(Records from a collection)
# # #

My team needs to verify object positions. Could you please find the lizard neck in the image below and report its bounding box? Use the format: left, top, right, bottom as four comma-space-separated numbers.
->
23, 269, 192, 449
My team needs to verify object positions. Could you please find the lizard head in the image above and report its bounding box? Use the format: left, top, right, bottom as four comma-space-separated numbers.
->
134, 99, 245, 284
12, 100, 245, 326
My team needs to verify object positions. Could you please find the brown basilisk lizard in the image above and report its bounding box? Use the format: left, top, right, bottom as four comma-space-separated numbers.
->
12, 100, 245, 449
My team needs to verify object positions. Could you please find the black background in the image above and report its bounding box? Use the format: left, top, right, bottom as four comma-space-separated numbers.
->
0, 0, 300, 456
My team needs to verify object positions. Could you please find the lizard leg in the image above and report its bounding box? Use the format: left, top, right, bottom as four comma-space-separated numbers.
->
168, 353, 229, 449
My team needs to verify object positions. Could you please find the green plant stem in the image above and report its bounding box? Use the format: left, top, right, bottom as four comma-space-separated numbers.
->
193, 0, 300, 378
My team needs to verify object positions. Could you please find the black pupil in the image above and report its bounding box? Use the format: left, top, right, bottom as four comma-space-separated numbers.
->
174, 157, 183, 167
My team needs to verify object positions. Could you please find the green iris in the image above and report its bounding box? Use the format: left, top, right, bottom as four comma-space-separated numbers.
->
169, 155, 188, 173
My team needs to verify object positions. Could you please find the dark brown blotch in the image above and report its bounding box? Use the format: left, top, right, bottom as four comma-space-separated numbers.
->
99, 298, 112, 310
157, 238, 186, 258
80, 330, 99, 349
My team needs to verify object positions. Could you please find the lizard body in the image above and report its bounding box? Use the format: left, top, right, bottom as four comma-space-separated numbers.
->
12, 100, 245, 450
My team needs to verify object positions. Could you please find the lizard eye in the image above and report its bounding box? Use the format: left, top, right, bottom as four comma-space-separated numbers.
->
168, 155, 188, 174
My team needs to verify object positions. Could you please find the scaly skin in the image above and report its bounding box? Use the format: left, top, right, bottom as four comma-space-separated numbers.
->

# # #

Exercise
Gather every line in the records above that contains the word "brown" and copy each of those lines in full.

Task solution
My team needs to verify object positions. Could you please find the brown basilisk lizard in the image above and report its bounding box? Use the format: left, top, right, bottom as four comma-space-separated numbers.
My team needs to verify object positions. Could you please find the dark brown blotch in the image above and report its bounding box? Use the format: left, top, right, bottom as four comma-space-separated numbers.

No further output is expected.